- [AIM] Your task is to repeat the entries word for word while leaving out the pictures.

- [RECORDS FOR PROCESSING]
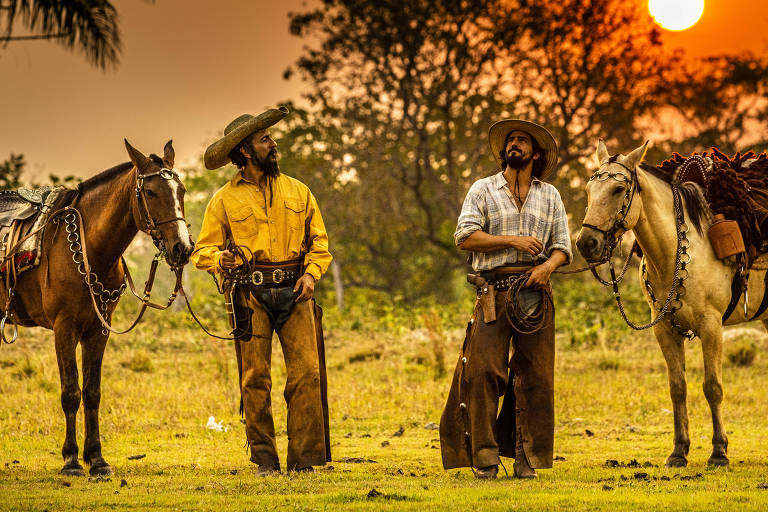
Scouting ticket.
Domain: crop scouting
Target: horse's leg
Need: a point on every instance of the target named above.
(711, 335)
(66, 345)
(671, 344)
(93, 344)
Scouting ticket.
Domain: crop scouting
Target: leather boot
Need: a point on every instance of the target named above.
(487, 473)
(521, 467)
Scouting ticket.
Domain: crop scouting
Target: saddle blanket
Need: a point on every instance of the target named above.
(28, 254)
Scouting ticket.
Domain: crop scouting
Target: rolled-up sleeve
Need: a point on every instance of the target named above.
(212, 239)
(473, 213)
(560, 237)
(318, 257)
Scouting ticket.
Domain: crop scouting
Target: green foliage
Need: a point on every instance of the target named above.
(88, 27)
(402, 92)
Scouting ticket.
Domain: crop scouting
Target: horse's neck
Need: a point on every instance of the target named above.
(108, 221)
(656, 229)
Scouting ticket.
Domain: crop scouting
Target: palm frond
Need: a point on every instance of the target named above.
(87, 26)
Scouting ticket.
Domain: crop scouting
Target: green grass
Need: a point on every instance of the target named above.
(163, 381)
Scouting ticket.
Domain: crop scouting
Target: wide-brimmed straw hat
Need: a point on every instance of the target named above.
(217, 153)
(497, 136)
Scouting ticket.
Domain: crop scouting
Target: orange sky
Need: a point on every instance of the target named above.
(188, 68)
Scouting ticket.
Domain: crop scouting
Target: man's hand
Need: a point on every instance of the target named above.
(529, 244)
(229, 260)
(305, 284)
(540, 275)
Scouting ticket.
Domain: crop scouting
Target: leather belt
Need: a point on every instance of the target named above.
(503, 277)
(272, 275)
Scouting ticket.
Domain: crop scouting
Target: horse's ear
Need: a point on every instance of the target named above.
(168, 154)
(137, 159)
(602, 152)
(635, 157)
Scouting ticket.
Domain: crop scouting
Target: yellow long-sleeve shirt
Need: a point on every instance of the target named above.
(286, 230)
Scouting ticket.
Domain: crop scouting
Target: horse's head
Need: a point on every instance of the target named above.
(159, 206)
(613, 205)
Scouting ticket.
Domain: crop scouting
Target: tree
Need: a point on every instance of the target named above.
(403, 91)
(86, 26)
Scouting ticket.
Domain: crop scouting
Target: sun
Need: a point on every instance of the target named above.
(676, 14)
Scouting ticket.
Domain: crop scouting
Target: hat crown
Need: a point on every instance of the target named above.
(237, 122)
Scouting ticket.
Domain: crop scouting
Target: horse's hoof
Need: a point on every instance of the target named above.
(103, 469)
(675, 461)
(718, 461)
(73, 470)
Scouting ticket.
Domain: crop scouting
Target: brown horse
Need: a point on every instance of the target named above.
(141, 195)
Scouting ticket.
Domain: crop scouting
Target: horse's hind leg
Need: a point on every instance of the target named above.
(66, 345)
(93, 344)
(671, 344)
(712, 349)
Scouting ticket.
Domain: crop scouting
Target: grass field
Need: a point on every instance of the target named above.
(163, 381)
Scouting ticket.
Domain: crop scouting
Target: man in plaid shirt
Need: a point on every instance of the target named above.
(513, 223)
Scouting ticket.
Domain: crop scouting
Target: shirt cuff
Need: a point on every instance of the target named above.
(564, 249)
(463, 234)
(313, 269)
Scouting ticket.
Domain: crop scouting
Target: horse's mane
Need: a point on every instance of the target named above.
(736, 186)
(694, 206)
(69, 195)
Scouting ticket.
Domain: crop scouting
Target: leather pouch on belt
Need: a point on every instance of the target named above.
(488, 302)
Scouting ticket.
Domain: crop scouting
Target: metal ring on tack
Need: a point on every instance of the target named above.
(2, 330)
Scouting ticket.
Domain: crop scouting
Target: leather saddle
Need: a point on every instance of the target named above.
(18, 211)
(21, 204)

- [ANSWER TO THIS EXERCISE]
Scouting ticket.
Domain: crop scouting
Target: horse's leg
Need: a point on every instance of the target named above.
(711, 335)
(66, 345)
(671, 344)
(93, 344)
Scouting ticket.
Domain: crop scouting
Target: leather boot
Need: a point on every instance of the target named above.
(487, 473)
(521, 467)
Scouting ticket.
Domain: crop scouting
Target: saddle blanket
Need: a point on every instance of the target named above.
(28, 254)
Scouting ticket.
Domain: crop scouting
Target: rolled-up sleeve
Need: a point on every instance of the target named above.
(212, 239)
(473, 213)
(560, 237)
(318, 257)
Scouting ticket.
Domain: crop scouting
Target: green foliage
Need: a point on every instance of the target named above.
(88, 27)
(402, 92)
Scouting ticket.
Domain: crop scouting
Target: horse's neck
Need: a point on every instance of the target named above.
(108, 221)
(656, 229)
Scouting ticket.
Domain: crop scouting
Target: palm frond
Need: a point on every instance of the target named above.
(87, 26)
Scouting ticket.
Domain: crop scouting
Target: green grass
Need: a point on every instance of the target named above.
(163, 381)
Scouting ticket.
Domain: crop scouting
Target: wide-brimmed straw hat
Need: a point on every instance of the target named above.
(217, 153)
(497, 136)
Scouting ticket.
Domain: crop scouting
Target: orange sky
Need: a point on every instance of the target named above.
(188, 68)
Scouting ticket.
Domain: crop scouting
Target: man's hand
Need: a point on every instance of the target named above.
(529, 244)
(229, 260)
(305, 284)
(540, 275)
Scouting ticket.
Domain: crop scouting
Target: leather belt
Need: a point on every instance of the target named above.
(503, 277)
(272, 275)
Scouting ticket.
Domain: crop scouting
Target: horse's ear
Need: a point on every instance of the target named above.
(168, 154)
(137, 159)
(602, 152)
(635, 157)
Scouting ticket.
Domain: crop scouting
Target: yellow long-sleeve shirt
Need: a point on every instance of the target named above.
(286, 230)
Scouting ticket.
Domain: crop scouting
Target: horse's head
Need: a point on every instance of the target named above.
(159, 206)
(613, 205)
Scouting ticket.
Domain: crop scouting
Target: tree
Need: a point on every instance of the target named above.
(403, 91)
(86, 26)
Scouting ticket.
Domain: crop scouting
Target: sun
Need: a point on every instance of the target named above.
(676, 14)
Scouting ticket.
Domain: crop scouting
Target: hat crown
Need: a point on every instance of the target named above.
(237, 122)
Scouting ticket.
Domain: crop scouting
Target: horse's hoof
Need: a point on every instance of the target named above.
(103, 469)
(675, 461)
(718, 461)
(73, 470)
Scouting ticket.
Domain: crop scouting
Target: brown horse
Need: a point on every instance of the target named above.
(141, 195)
Scouting ticket.
Domain: crop scouting
Target: horse's hind leg
Need: a point on every instance of the target named above.
(66, 345)
(93, 344)
(671, 344)
(712, 349)
Scouting ticket.
Domain: crop scouting
Target: grass field
Need: a point on every instance of the target named above.
(163, 381)
Scouting ticket.
Domain: crop scouting
Target: man in plaid shirt
Need: a point on every instance of the target named above.
(513, 223)
Scouting ticket.
Domain: crop scouting
Target: shirt cuff
Need: a point on every instance of the target named above.
(564, 249)
(463, 234)
(313, 269)
Scouting ticket.
Domain: crop scouting
Target: horse's mane
Need: a point on every instance of the target named above.
(736, 186)
(694, 206)
(69, 195)
Scouting ticket.
Domain: crop scouting
Target: leather pouch on belt
Need: a point on every instance of the target named above.
(488, 302)
Scouting ticket.
Domain: crop scouting
Target: metal ring on tack
Need: a point on every instance of the target named above.
(2, 330)
Scouting ticket.
Domain: crop scouting
Target: leather saddle
Need: a point on every instance of the target named above.
(18, 211)
(21, 204)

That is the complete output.